§ **BLOC DE TEXTE**:
────────

Dernière mise à jour : 6 oct.

En 2020, la Banque Mondiale estimait à seulement 3,6%, le nombre des entreprises dirigées par des femmes étant parvenues à contracter un prêt bancaire contre 10,2% des entreprises dirigées par des hommes.


Mais à ce jour, les choses changent car avec le temps, diverses voix et initiatives ont pris le devant pour rassembler, encadrer, renforcer et structurer les idées de ces femmes qui jadis manquaient de repère.


Avec Madame Anita Youdie Mutima, Coordinatrice de l’incubateur Pull Up Business Women, nous avons exploré l’environnement même du milieu des affaires congolais vue des incubateurs, et l’accent particulier que celui-ci met sur l’entrepreneuriat féminin.


Anita Youdie Mutima MSc, MPH, Epidémiologiste, Administrateur d'entreprises, Administrateur à la FEC et Coach
Anita Youdie Mutima MSc, MPH, Epidémiologiste, Administrateur d'entreprises, Administrateur à la FEC et Coach

L’Entrevue Quel regard portez-vous sur l’action des incubateurs, tous confondus, dans l’accompagnement des projets de création d’entreprise en République Démocratique du Congo ?


Anita Youdie Mutima Les incubateurs jouent un rôle crucial dans l’écosystème entrepreneurial en RDC, et cela de manière bien stratégique et structuré. Ils viennent en appui aux multiples porteurs d’idées et les accompagnent jusqu’à transformer les idées en entreprises pérennes. Dans un monde où plusieurs porteurs d’idées cherchent à se lancer dans l’entrepreneuriat, les incubateurs apportent une réponse concrète à un besoin fondamental : celui d’un accompagnement de proximité, personnalisé, qui prend en compte les réalités locales. On parle souvent d’entrepreneuriat, mais sans les bons outils, les bonnes connexions, et un cadre favorable, les idées les plus brillantes restent à l’état de rêve.

"Le rôle du Ministère de l’industrie est non négligeable, car il définit les politiques publiques, met en place les incitations, et crée un environnement réglementaire propice au développement des PME."

────────

§ **Données enregistrées**:

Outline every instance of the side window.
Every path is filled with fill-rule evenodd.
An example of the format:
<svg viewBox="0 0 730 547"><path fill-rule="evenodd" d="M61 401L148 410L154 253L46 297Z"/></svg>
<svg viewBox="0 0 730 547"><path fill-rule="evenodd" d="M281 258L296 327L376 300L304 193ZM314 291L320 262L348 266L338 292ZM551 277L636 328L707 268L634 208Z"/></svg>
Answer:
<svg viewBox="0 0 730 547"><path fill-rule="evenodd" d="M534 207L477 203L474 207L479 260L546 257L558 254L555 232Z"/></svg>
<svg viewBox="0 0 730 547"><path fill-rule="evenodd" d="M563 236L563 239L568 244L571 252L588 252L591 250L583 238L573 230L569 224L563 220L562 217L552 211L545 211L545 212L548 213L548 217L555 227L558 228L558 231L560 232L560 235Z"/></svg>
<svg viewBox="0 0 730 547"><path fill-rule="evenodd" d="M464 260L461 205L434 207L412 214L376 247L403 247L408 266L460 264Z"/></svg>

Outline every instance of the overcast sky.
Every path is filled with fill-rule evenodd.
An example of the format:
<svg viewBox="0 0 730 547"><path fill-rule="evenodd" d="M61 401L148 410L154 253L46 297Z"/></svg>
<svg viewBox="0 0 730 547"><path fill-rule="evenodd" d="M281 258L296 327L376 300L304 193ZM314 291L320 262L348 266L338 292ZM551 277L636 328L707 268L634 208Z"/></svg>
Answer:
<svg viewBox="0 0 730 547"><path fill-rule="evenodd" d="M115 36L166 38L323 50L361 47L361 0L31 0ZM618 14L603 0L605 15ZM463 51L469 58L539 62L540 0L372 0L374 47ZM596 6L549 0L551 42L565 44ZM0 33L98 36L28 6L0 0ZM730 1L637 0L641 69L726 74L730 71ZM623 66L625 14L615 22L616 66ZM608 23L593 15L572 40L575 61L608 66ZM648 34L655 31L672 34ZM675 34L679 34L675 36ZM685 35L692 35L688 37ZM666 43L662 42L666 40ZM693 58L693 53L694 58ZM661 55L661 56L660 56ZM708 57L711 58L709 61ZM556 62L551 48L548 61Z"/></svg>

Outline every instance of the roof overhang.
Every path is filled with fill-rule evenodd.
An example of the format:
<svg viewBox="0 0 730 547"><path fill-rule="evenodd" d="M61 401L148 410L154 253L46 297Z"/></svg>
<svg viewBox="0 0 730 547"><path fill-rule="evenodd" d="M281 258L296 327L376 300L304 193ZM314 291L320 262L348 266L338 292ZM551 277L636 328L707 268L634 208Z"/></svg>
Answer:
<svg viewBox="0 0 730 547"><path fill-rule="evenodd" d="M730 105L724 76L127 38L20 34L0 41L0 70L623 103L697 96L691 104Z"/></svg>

────────

§ **LES CONSIGNES**:
1) D'après l'entretien sur les incubateurs, quel pourcentage des entreprises dirigées par des femmes est parvenu à contracter un prêt bancaire en 2020, selon l'estimation de la Banque Mondiale ?
2) Expliquez en une à trois phrases pourquoi, selon l'entretien sur les incubateurs, le rôle du Ministère de l'industrie est jugé non négligeable.
3) Reproduisez, s'il vous plaît, sans rien modifier, le passage de l'entretien sur les incubateurs qui s'ouvre sur les mots contenant "Dernière mise à" et se termine par "sur l’entrepreneuriat féminin.".

§ **SOLUTIONS DES CONSIGNES**:
1) Seulement 3,6 % des entreprises dirigées par des femmes.

2) Le rôle du Ministère de l'industrie est jugé non négligeable parce qu'il définit les politiques publiques et met en place les incitations. Il crée aussi un environnement réglementaire propice au développement des PME.

3)
Dernière mise à jour : 6 oct.

En 2020, la Banque Mondiale estimait à seulement 3,6%, le nombre des entreprises dirigées par des femmes étant parvenues à contracter un prêt bancaire contre 10,2% des entreprises dirigées par des hommes.


Mais à ce jour, les choses changent car avec le temps, diverses voix et initiatives ont pris le devant pour rassembler, encadrer, renforcer et structurer les idées de ces femmes qui jadis manquaient de repère.


Avec Madame Anita Youdie Mutima, Coordinatrice de l’incubateur Pull Up Business Women, nous avons exploré l’environnement même du milieu des affaires congolais vue des incubateurs, et l’accent particulier que celui-ci met sur l’entrepreneuriat féminin.